What this task involves:
Report back every line below that carries the word "person".
[Records for the exercise — start]
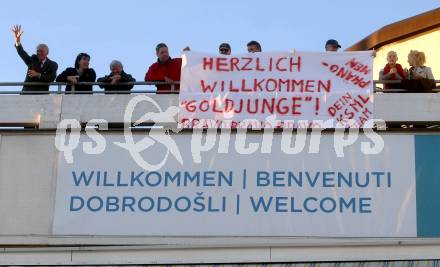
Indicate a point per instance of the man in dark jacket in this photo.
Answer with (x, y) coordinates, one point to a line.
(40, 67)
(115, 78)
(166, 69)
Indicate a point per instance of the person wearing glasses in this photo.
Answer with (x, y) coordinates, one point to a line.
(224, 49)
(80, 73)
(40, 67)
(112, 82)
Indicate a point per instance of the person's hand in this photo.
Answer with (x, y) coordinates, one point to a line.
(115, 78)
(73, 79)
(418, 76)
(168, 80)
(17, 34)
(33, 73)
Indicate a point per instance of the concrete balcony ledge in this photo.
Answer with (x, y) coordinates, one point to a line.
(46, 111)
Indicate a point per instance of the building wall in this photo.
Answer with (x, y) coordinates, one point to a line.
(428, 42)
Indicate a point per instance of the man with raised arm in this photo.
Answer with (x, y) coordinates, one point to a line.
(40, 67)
[Records for the exercise — finish]
[Records for the exercise — start]
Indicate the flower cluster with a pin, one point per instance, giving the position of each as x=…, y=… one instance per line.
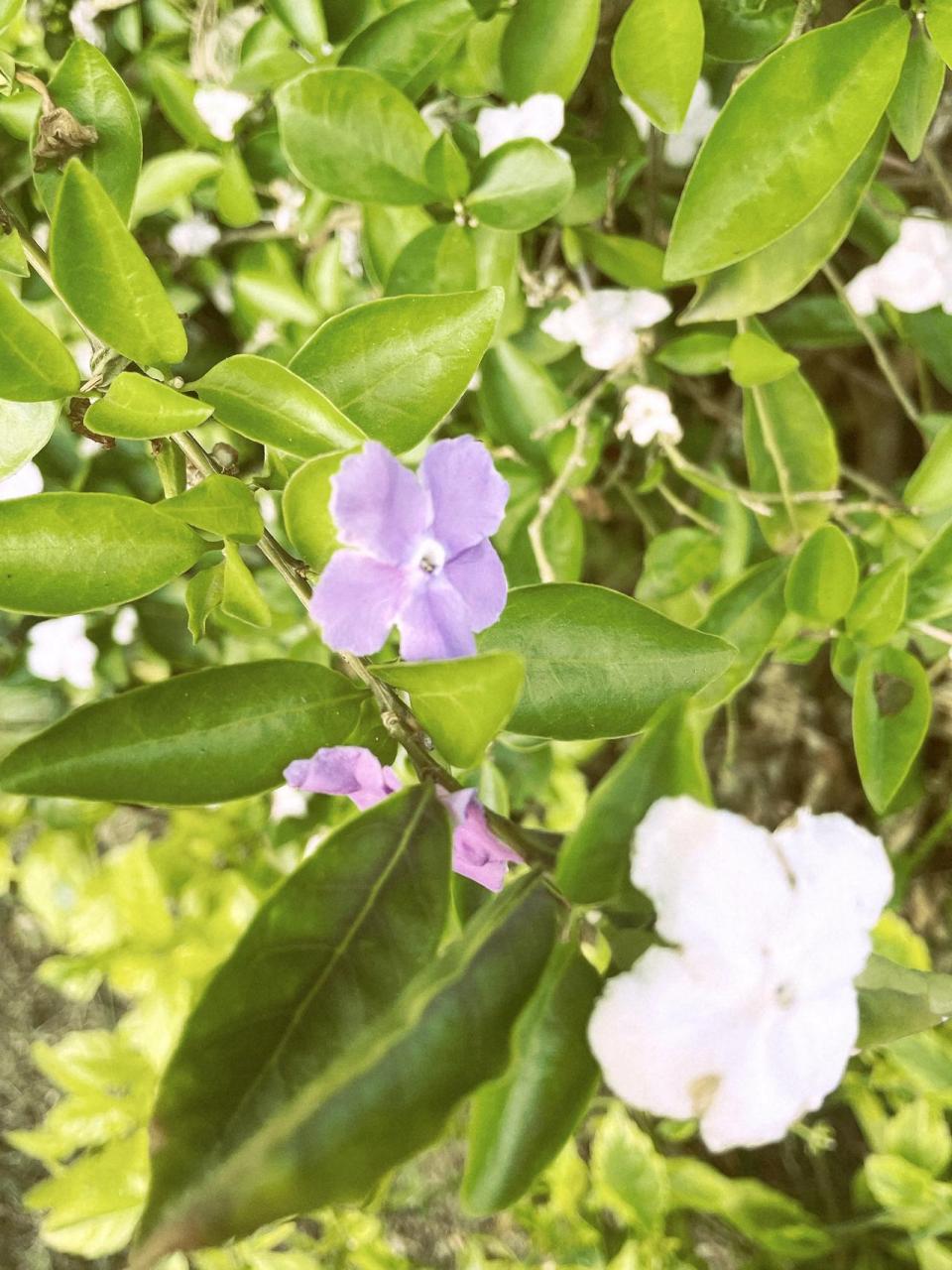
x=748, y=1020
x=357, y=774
[Records for the exercise — finish]
Exercise solution:
Indicate a point per instance of the person wearing glasses in this photo.
Indicate a point per instance of the person's hand in this photo.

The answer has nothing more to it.